* _SUPPLIED RECORDS_:

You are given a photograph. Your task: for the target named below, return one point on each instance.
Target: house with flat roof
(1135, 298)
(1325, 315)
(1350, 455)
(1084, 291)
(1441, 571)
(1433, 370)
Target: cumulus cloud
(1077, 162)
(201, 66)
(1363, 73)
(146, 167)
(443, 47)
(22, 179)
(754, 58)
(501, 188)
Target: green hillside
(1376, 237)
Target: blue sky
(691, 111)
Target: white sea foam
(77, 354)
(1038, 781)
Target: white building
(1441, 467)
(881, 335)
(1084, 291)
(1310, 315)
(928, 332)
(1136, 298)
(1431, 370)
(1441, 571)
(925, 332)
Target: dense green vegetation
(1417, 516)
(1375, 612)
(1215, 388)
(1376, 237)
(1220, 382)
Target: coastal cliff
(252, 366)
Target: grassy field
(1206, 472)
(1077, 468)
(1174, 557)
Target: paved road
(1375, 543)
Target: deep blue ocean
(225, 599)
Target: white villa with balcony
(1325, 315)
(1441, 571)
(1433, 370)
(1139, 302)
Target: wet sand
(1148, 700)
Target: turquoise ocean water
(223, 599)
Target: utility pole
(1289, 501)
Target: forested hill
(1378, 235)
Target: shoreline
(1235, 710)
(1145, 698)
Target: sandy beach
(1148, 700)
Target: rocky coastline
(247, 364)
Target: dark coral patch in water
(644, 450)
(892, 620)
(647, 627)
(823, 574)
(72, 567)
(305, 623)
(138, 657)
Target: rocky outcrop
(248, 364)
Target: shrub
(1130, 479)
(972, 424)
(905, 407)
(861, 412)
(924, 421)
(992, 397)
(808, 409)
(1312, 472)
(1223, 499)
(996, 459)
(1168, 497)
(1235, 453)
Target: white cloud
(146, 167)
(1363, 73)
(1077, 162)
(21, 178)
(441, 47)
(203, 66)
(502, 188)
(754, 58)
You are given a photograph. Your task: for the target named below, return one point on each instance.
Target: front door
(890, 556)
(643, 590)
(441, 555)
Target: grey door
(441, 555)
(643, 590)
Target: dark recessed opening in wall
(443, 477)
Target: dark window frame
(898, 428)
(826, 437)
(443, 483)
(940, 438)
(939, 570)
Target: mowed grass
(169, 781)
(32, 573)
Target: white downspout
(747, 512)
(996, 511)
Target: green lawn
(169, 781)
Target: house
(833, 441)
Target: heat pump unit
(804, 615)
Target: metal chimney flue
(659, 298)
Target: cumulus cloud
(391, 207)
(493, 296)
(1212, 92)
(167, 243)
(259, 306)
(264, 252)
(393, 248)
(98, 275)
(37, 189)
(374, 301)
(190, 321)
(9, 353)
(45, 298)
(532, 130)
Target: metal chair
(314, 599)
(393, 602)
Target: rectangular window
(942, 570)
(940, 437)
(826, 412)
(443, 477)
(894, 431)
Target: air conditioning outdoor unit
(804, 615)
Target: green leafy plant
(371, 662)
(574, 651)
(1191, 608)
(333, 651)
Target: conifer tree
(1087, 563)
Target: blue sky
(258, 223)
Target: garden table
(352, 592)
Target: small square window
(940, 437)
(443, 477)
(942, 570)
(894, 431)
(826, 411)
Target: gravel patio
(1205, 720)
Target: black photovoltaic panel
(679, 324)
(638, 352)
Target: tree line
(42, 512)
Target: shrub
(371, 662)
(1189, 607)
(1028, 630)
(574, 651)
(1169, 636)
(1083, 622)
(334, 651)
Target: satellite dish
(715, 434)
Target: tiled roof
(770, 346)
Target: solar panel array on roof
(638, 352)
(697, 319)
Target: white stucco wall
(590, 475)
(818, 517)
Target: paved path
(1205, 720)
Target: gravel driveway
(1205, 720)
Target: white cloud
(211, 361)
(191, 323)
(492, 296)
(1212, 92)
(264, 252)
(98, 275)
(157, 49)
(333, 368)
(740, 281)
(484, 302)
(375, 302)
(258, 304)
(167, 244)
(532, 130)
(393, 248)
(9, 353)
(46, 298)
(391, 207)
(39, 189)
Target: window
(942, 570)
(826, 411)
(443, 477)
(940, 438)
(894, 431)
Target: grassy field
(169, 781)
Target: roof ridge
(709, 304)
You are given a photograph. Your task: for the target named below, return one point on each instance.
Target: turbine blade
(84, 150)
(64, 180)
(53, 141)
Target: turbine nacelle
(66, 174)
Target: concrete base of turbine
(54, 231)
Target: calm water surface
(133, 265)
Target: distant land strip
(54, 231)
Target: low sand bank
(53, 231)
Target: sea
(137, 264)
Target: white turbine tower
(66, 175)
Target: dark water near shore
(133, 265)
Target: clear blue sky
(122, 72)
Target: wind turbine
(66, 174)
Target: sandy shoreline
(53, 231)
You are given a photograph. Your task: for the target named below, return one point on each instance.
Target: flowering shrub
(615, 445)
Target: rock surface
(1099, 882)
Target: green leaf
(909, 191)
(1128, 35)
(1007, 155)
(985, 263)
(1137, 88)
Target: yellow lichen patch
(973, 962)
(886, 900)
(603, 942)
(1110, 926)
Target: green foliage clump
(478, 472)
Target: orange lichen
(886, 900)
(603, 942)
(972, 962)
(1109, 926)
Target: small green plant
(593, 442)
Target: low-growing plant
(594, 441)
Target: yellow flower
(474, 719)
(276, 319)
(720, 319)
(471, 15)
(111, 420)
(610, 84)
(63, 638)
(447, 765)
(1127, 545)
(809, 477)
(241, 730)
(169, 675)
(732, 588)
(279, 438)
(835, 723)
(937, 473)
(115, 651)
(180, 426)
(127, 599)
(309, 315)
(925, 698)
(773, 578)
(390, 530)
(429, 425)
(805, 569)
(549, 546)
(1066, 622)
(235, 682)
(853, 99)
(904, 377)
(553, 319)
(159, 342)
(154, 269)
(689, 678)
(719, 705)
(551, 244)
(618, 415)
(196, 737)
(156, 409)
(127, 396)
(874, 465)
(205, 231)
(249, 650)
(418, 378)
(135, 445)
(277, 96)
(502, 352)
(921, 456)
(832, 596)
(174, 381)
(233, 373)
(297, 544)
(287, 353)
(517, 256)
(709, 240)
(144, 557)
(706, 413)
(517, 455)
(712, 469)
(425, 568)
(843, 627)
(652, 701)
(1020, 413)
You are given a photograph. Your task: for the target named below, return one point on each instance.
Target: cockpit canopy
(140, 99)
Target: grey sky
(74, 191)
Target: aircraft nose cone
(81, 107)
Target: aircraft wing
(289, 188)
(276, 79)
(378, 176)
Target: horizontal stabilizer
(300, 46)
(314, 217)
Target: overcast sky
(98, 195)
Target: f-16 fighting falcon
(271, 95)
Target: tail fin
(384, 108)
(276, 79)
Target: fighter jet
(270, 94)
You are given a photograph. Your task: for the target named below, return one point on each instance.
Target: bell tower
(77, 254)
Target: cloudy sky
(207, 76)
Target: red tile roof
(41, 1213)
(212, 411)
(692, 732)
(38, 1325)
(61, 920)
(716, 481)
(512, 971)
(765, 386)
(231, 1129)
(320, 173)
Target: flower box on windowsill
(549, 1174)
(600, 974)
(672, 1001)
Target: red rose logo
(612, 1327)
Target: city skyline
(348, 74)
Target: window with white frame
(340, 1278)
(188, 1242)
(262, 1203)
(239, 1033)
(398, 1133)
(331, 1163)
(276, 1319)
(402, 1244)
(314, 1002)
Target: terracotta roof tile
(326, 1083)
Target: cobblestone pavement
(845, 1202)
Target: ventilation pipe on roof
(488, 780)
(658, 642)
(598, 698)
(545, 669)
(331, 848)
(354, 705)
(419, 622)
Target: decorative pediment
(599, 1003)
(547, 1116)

* _STATED EXERCISE_: Print the material above once more, exactly.

* _RESPONSE FOR THIS EXERCISE_:
You are given a photograph. Your task: for the target named below, return one point on each instance.
Target: house with flat roof
(1135, 298)
(1325, 315)
(1350, 455)
(1084, 291)
(1441, 571)
(1433, 370)
Target: cumulus cloud
(1077, 162)
(201, 66)
(1363, 73)
(146, 167)
(443, 47)
(22, 179)
(754, 58)
(501, 188)
Target: green hillside
(1376, 237)
Target: blue sky
(691, 111)
Target: white sea foam
(77, 354)
(1038, 781)
Target: white building
(1441, 467)
(881, 335)
(1084, 291)
(1310, 315)
(928, 332)
(1136, 298)
(1431, 370)
(1441, 571)
(925, 332)
Target: dense green vegetation
(1417, 516)
(1375, 612)
(1215, 388)
(1376, 237)
(1220, 382)
Target: coastal cliff
(252, 366)
Target: grassy field
(1206, 472)
(1077, 468)
(1174, 557)
Target: paved road
(1375, 543)
Target: deep blue ocean
(225, 599)
Target: white villa with balcony
(1325, 315)
(1441, 571)
(1433, 370)
(1139, 302)
Target: wet sand
(1148, 700)
Target: turquoise ocean water
(223, 599)
Target: utility pole
(1289, 501)
Target: forested hill
(1378, 235)
Target: shoreline
(1235, 710)
(1145, 698)
Target: sandy beach
(1148, 700)
Target: rocky coastline
(247, 364)
Target: dark coral patch in water
(644, 450)
(892, 620)
(647, 627)
(823, 574)
(72, 567)
(305, 623)
(138, 657)
Target: rocky outcrop
(248, 364)
Target: shrub
(1130, 479)
(972, 424)
(905, 407)
(861, 412)
(924, 421)
(992, 397)
(808, 409)
(1312, 472)
(1223, 499)
(996, 459)
(1168, 497)
(1235, 453)
Target: white cloud
(146, 167)
(1363, 73)
(1077, 162)
(21, 178)
(441, 47)
(203, 66)
(502, 188)
(754, 58)
You are given a photograph. Your task: for the target named below, return one point on each instance.
Target: front door
(890, 556)
(643, 590)
(441, 555)
Target: grey door
(441, 555)
(643, 590)
Target: dark recessed opening in wall
(443, 477)
Target: dark window frame
(898, 428)
(826, 437)
(443, 483)
(940, 438)
(939, 570)
Target: mowed grass
(169, 781)
(32, 573)
Target: white downspout
(747, 512)
(996, 511)
Target: green lawn
(169, 781)
Target: house
(833, 441)
Target: heat pump unit
(804, 615)
Target: metal chimney flue
(659, 298)
Target: cumulus cloud
(391, 207)
(493, 296)
(1212, 92)
(167, 243)
(259, 306)
(264, 252)
(393, 248)
(98, 275)
(37, 189)
(374, 301)
(190, 321)
(9, 353)
(45, 298)
(532, 130)
Target: metal chair
(314, 599)
(393, 602)
Target: rectangular window
(942, 570)
(940, 437)
(826, 412)
(443, 477)
(894, 431)
Target: air conditioning outdoor unit
(804, 615)
Target: green leafy plant
(371, 662)
(574, 651)
(1191, 608)
(333, 651)
Target: conifer tree
(1087, 563)
Target: blue sky
(258, 223)
Target: garden table
(352, 592)
Target: small square window
(940, 437)
(443, 477)
(942, 570)
(894, 431)
(826, 411)
Target: gravel patio
(1205, 720)
Target: black photovoltaic panel
(679, 324)
(638, 352)
Target: tree line
(42, 512)
Target: shrub
(371, 662)
(1189, 607)
(1028, 630)
(574, 651)
(1169, 636)
(1083, 622)
(334, 651)
Target: satellite dish
(715, 434)
Target: tiled roof
(770, 346)
Target: solar panel array on roof
(638, 352)
(697, 319)
Target: white stucco wall
(590, 475)
(818, 517)
Target: paved path
(1205, 720)
Target: gravel driveway
(1205, 720)
Target: white cloud
(211, 361)
(191, 323)
(492, 296)
(1212, 92)
(264, 252)
(98, 275)
(157, 49)
(333, 368)
(740, 281)
(484, 302)
(375, 302)
(258, 304)
(167, 244)
(532, 130)
(393, 248)
(9, 353)
(46, 298)
(391, 207)
(39, 189)
Target: window
(942, 570)
(826, 411)
(443, 477)
(940, 438)
(894, 431)
Target: grassy field
(169, 781)
Target: roof ridge
(709, 304)
You are given a photograph. Your task: for the target named below, return one point on each instance.
Target: turbine blade
(84, 150)
(64, 180)
(53, 141)
Target: turbine nacelle
(66, 174)
Target: concrete base of turbine
(54, 231)
Target: calm water surface
(133, 265)
Target: distant land strip
(54, 231)
Target: low sand bank
(53, 231)
Target: sea
(137, 264)
Target: white turbine tower
(66, 175)
Target: dark water near shore
(133, 265)
Target: clear blue sky
(122, 72)
Target: wind turbine
(66, 174)
Target: sandy shoreline
(53, 231)
You are given a photograph. Your task: for the target named below, return one point on each instance.
Target: flowering shrub
(615, 445)
Target: rock surface
(1099, 882)
Target: green leaf
(909, 191)
(1128, 35)
(1007, 155)
(985, 263)
(1137, 88)
Target: yellow lichen patch
(973, 962)
(886, 900)
(603, 942)
(1110, 926)
Target: green foliage clump
(478, 472)
Target: orange lichen
(886, 900)
(603, 942)
(972, 962)
(1109, 926)
Target: small green plant
(593, 442)
Target: low-growing plant
(594, 441)
Target: yellow flower
(474, 719)
(276, 319)
(720, 319)
(471, 15)
(111, 420)
(610, 84)
(63, 638)
(447, 765)
(1127, 545)
(809, 477)
(241, 730)
(169, 675)
(732, 588)
(279, 438)
(835, 723)
(937, 473)
(115, 651)
(180, 426)
(127, 599)
(309, 315)
(925, 698)
(773, 578)
(390, 530)
(429, 425)
(805, 569)
(549, 546)
(1066, 622)
(235, 682)
(853, 99)
(904, 377)
(553, 319)
(159, 342)
(154, 269)
(689, 678)
(719, 705)
(551, 244)
(618, 415)
(196, 737)
(156, 409)
(127, 396)
(874, 465)
(205, 231)
(249, 650)
(418, 378)
(135, 445)
(277, 96)
(502, 352)
(921, 456)
(832, 596)
(174, 381)
(233, 373)
(297, 544)
(287, 353)
(517, 256)
(709, 240)
(144, 557)
(706, 413)
(517, 455)
(712, 469)
(425, 568)
(843, 627)
(652, 701)
(1020, 413)
You are given a photograph. Your task: for the target named below, return one point on each instance.
Target: cockpit canopy
(140, 99)
Target: grey sky
(74, 191)
Target: aircraft nose cone
(81, 107)
Target: aircraft wing
(289, 188)
(276, 79)
(378, 176)
Target: horizontal stabilizer
(300, 46)
(314, 217)
Target: overcast sky
(98, 195)
Target: f-16 fighting falcon
(271, 95)
Target: tail fin
(384, 108)
(276, 79)
Target: fighter jet
(270, 94)
You are given a photograph. Your task: for the target named below, return one point on each instance.
Target: bell tower
(77, 254)
Target: cloudy sky
(207, 76)
Target: red tile roof
(41, 1213)
(212, 411)
(692, 732)
(38, 1325)
(61, 920)
(716, 481)
(512, 971)
(765, 386)
(231, 1129)
(320, 173)
Target: flower box on windowsill
(549, 1174)
(600, 974)
(672, 1001)
Target: red rose logo
(612, 1327)
Target: city skyline
(348, 74)
Target: window with white frame
(340, 1278)
(188, 1242)
(262, 1203)
(239, 1033)
(398, 1133)
(331, 1163)
(276, 1319)
(402, 1244)
(314, 1002)
Target: terracotta roof tile
(326, 1083)
Target: cobblestone pavement
(845, 1202)
Target: ventilation pipe on roof
(488, 780)
(658, 642)
(598, 698)
(545, 669)
(331, 848)
(354, 705)
(419, 622)
Target: decorative pediment
(599, 1003)
(547, 1116)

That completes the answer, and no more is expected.